--- Begin MATERIAL FOR THIS TASK ---
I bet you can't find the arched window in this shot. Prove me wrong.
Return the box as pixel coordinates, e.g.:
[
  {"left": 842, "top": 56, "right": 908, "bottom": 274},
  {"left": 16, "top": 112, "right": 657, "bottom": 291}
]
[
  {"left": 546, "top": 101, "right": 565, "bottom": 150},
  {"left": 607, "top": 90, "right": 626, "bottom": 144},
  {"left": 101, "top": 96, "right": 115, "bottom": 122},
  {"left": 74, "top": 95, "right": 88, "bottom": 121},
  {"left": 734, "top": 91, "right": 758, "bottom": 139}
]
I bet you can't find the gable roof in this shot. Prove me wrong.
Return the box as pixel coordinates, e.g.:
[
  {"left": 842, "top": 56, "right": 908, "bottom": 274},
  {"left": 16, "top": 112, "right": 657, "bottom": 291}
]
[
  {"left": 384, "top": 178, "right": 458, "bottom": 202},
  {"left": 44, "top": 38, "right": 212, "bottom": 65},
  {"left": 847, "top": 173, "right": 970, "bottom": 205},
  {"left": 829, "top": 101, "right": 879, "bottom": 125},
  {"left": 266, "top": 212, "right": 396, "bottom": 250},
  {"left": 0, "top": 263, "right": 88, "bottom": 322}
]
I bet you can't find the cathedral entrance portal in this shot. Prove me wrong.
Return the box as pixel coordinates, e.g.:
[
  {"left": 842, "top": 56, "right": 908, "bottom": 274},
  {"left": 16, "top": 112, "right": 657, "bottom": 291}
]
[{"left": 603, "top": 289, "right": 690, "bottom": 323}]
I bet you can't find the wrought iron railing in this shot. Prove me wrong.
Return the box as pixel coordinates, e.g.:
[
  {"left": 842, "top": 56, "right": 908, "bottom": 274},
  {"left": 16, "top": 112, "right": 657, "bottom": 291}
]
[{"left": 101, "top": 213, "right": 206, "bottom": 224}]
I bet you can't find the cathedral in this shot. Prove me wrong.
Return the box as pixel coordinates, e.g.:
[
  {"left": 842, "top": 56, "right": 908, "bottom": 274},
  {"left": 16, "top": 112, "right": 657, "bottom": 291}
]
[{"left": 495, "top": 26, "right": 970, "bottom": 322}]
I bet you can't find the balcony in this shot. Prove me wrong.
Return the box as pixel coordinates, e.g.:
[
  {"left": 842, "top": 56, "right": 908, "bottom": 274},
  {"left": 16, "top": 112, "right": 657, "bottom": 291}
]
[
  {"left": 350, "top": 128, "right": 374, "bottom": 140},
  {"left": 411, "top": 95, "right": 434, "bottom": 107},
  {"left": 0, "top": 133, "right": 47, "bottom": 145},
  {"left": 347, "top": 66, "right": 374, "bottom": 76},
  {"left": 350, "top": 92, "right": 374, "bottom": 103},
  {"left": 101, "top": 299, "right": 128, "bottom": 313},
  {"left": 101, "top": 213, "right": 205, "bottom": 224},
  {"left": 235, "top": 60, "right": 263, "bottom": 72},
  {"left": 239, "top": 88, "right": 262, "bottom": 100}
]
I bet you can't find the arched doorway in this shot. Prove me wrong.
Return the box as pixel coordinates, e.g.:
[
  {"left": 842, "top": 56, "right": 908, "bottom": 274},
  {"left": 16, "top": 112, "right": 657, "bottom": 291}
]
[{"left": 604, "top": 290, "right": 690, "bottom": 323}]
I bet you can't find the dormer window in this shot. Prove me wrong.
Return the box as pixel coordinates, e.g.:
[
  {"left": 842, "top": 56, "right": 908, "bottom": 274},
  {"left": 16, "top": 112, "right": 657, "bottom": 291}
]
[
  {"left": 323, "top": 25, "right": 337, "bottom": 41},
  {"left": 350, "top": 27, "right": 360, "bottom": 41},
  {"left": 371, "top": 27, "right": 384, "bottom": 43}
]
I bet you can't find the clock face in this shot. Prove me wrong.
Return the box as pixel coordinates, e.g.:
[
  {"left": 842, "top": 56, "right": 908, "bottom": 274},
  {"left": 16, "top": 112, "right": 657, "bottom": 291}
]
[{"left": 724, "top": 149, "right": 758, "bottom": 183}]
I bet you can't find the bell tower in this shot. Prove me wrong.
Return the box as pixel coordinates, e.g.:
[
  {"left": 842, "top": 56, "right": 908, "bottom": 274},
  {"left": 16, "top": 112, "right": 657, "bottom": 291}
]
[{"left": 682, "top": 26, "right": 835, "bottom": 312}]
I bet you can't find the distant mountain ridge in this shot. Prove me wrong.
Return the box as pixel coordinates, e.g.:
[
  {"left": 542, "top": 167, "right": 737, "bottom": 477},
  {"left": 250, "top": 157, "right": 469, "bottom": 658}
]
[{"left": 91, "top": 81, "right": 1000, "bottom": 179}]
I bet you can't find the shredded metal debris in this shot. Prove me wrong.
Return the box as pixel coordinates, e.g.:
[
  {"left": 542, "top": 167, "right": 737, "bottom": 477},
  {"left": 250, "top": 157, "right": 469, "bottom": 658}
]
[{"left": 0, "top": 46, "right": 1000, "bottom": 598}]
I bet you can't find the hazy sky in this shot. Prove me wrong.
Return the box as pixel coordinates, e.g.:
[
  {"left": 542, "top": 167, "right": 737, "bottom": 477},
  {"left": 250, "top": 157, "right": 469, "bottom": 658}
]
--- End MATERIAL FOR THIS TASK ---
STATED PROBLEM: Nothing in the data may differ; print all of it exactly as written.

FULL ANSWER:
I bet you can't find the arched window in this shot. Prove me wrong.
Return the box as pixel coordinates, e.g.:
[
  {"left": 842, "top": 56, "right": 908, "bottom": 274},
  {"left": 16, "top": 112, "right": 657, "bottom": 291}
]
[
  {"left": 546, "top": 101, "right": 565, "bottom": 150},
  {"left": 607, "top": 90, "right": 626, "bottom": 144},
  {"left": 101, "top": 96, "right": 115, "bottom": 122},
  {"left": 74, "top": 95, "right": 88, "bottom": 121},
  {"left": 734, "top": 91, "right": 758, "bottom": 139}
]
I bet you can't find the gable roof in this shot. Prove me wrong.
Return the box as pixel coordinates, e.g.:
[
  {"left": 842, "top": 56, "right": 908, "bottom": 274},
  {"left": 16, "top": 112, "right": 657, "bottom": 291}
]
[
  {"left": 384, "top": 178, "right": 458, "bottom": 202},
  {"left": 44, "top": 38, "right": 212, "bottom": 65},
  {"left": 847, "top": 173, "right": 970, "bottom": 205},
  {"left": 829, "top": 101, "right": 879, "bottom": 125},
  {"left": 266, "top": 212, "right": 396, "bottom": 250},
  {"left": 0, "top": 263, "right": 88, "bottom": 322}
]
I bet you can't find the cathedral entrance portal in this shot. Prove me wrong.
Return the box as pixel coordinates, e.g.:
[
  {"left": 842, "top": 56, "right": 908, "bottom": 274},
  {"left": 16, "top": 112, "right": 657, "bottom": 291}
]
[{"left": 603, "top": 289, "right": 690, "bottom": 323}]
I bet you can't find the wrought iron railing in this shot. Prove me wrong.
Return the box as pixel coordinates, e.g.:
[
  {"left": 842, "top": 56, "right": 908, "bottom": 274},
  {"left": 16, "top": 112, "right": 657, "bottom": 291}
]
[{"left": 101, "top": 213, "right": 206, "bottom": 224}]
I bet you can't find the cathedral in this shot. Prove me wrong.
Return the box as pixel coordinates, e.g.:
[
  {"left": 842, "top": 56, "right": 908, "bottom": 274},
  {"left": 16, "top": 112, "right": 657, "bottom": 291}
]
[{"left": 495, "top": 26, "right": 970, "bottom": 322}]
I bet you can't find the balcony in this shot. Prove me wrong.
Return the box as pixel coordinates, e.g.:
[
  {"left": 842, "top": 56, "right": 908, "bottom": 274},
  {"left": 16, "top": 112, "right": 657, "bottom": 291}
]
[
  {"left": 350, "top": 128, "right": 374, "bottom": 140},
  {"left": 411, "top": 95, "right": 434, "bottom": 107},
  {"left": 0, "top": 133, "right": 47, "bottom": 145},
  {"left": 347, "top": 66, "right": 374, "bottom": 76},
  {"left": 350, "top": 92, "right": 374, "bottom": 103},
  {"left": 101, "top": 299, "right": 128, "bottom": 313},
  {"left": 101, "top": 213, "right": 205, "bottom": 224},
  {"left": 235, "top": 60, "right": 263, "bottom": 72},
  {"left": 239, "top": 88, "right": 262, "bottom": 100}
]
I bet you can't find the arched doorway in this shot. Prove me wrong.
Return the box as pixel coordinates, e.g.:
[
  {"left": 842, "top": 56, "right": 908, "bottom": 274},
  {"left": 16, "top": 112, "right": 657, "bottom": 291}
]
[{"left": 604, "top": 290, "right": 690, "bottom": 323}]
I bet you can't find the dormer window in this shot. Prove me wrong.
Return the box as pixel coordinates, e.g.:
[
  {"left": 842, "top": 56, "right": 908, "bottom": 274},
  {"left": 16, "top": 112, "right": 657, "bottom": 291}
]
[
  {"left": 323, "top": 25, "right": 337, "bottom": 41},
  {"left": 350, "top": 27, "right": 360, "bottom": 41},
  {"left": 371, "top": 27, "right": 384, "bottom": 43}
]
I bet you can't find the clock face in this shot. Prove me wrong.
Return the box as pixel coordinates, e.g.:
[
  {"left": 842, "top": 56, "right": 908, "bottom": 274},
  {"left": 16, "top": 112, "right": 657, "bottom": 291}
]
[{"left": 724, "top": 149, "right": 758, "bottom": 183}]
I bet you can't find the bell tower in this shot. Prove me wrong.
Return the box as pixel coordinates, e.g.:
[
  {"left": 842, "top": 56, "right": 908, "bottom": 274},
  {"left": 16, "top": 112, "right": 657, "bottom": 291}
]
[{"left": 682, "top": 26, "right": 835, "bottom": 312}]
I bet you can't find the distant mountain ridge in this shot. Prove me wrong.
Return the box as pixel coordinates, e.g.:
[
  {"left": 542, "top": 167, "right": 737, "bottom": 477},
  {"left": 250, "top": 157, "right": 469, "bottom": 658}
]
[{"left": 91, "top": 81, "right": 1000, "bottom": 179}]
I bet you can't find the shredded metal debris in this shot. Prove me wrong.
Return the box as pixel coordinates, e.g.:
[
  {"left": 542, "top": 167, "right": 737, "bottom": 477},
  {"left": 250, "top": 157, "right": 469, "bottom": 658}
]
[{"left": 0, "top": 46, "right": 1000, "bottom": 598}]
I bet you can't find the hazy sky in this shot. Prove me wrong.
Return the box as pixel coordinates, e.g.:
[
  {"left": 542, "top": 167, "right": 737, "bottom": 477},
  {"left": 250, "top": 157, "right": 469, "bottom": 658}
]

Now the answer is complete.